__Problem to work on__
Reproduce every line of the records below word for word, with nothing changed.

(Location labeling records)

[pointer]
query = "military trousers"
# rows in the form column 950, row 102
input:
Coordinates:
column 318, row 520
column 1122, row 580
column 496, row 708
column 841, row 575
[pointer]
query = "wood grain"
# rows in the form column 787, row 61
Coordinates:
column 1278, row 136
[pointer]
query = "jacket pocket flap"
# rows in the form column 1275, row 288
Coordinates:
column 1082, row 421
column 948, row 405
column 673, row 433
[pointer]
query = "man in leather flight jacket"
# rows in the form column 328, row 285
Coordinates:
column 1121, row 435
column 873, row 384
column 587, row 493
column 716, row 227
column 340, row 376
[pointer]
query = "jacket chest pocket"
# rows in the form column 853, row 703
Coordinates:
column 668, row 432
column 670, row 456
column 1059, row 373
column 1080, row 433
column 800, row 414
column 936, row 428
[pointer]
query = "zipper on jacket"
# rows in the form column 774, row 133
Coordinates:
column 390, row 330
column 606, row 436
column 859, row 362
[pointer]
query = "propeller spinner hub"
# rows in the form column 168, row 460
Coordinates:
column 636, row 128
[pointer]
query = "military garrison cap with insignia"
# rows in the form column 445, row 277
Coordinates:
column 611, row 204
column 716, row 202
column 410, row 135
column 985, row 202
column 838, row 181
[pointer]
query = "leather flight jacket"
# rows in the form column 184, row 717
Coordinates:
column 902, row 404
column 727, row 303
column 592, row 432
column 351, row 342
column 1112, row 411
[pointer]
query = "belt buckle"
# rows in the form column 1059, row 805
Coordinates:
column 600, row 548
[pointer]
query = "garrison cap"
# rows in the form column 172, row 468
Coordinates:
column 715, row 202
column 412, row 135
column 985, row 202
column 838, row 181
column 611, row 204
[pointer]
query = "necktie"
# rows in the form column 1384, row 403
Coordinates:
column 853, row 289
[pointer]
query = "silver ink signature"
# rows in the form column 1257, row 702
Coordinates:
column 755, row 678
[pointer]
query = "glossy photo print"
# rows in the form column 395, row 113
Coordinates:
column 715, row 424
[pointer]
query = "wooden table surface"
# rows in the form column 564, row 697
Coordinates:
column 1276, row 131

__Completed task__
[pointer]
query = "military trousers"
# rows in the form column 950, row 102
input:
Coordinates:
column 318, row 520
column 1122, row 580
column 496, row 708
column 841, row 575
[pointer]
query = "wood grain"
# rows in the form column 787, row 61
Coordinates:
column 1278, row 136
[pointer]
query = "jacket pocket flap"
# rows in the form column 1275, row 288
Coordinates:
column 1082, row 421
column 948, row 405
column 673, row 433
[pointer]
query = "man in leather flight jacket"
# rows in the form column 328, row 285
Coordinates:
column 1121, row 435
column 873, row 384
column 587, row 493
column 716, row 227
column 340, row 376
[pointer]
query = "jacket chest pocket"
# rows in the form column 853, row 703
Coordinates:
column 668, row 432
column 670, row 456
column 1059, row 373
column 1080, row 433
column 800, row 414
column 936, row 428
[pointer]
query = "zipper on jacket"
# rows in the form column 774, row 133
Coordinates:
column 390, row 330
column 606, row 436
column 859, row 362
[pointer]
query = "propeller spinner hub"
# rows in the form column 168, row 460
Coordinates:
column 636, row 128
[pointer]
query = "military garrison cap with insignia"
# rows in the form column 445, row 277
Coordinates:
column 611, row 204
column 716, row 202
column 410, row 135
column 985, row 202
column 838, row 181
[pointer]
query = "leather flight jacket"
# rows in the form column 184, row 717
Coordinates:
column 902, row 404
column 727, row 303
column 592, row 432
column 351, row 342
column 1112, row 411
[pointer]
query = "belt buckle"
# rows in the form column 1059, row 805
Coordinates:
column 600, row 548
[pointer]
query = "garrison cap"
# rows in the form column 172, row 468
Coordinates:
column 715, row 202
column 412, row 135
column 985, row 202
column 838, row 181
column 611, row 204
[pointer]
query = "necktie"
# rows in the form column 1384, row 403
Coordinates:
column 853, row 289
[pointer]
query = "silver ink signature"
# rows in the form column 1257, row 702
Coordinates:
column 755, row 678
[pointer]
query = "glossy photo print"
# rows in the form column 395, row 113
Coordinates:
column 715, row 424
[pointer]
query = "wooden table surface"
# rows in the form column 564, row 697
Coordinates:
column 1276, row 131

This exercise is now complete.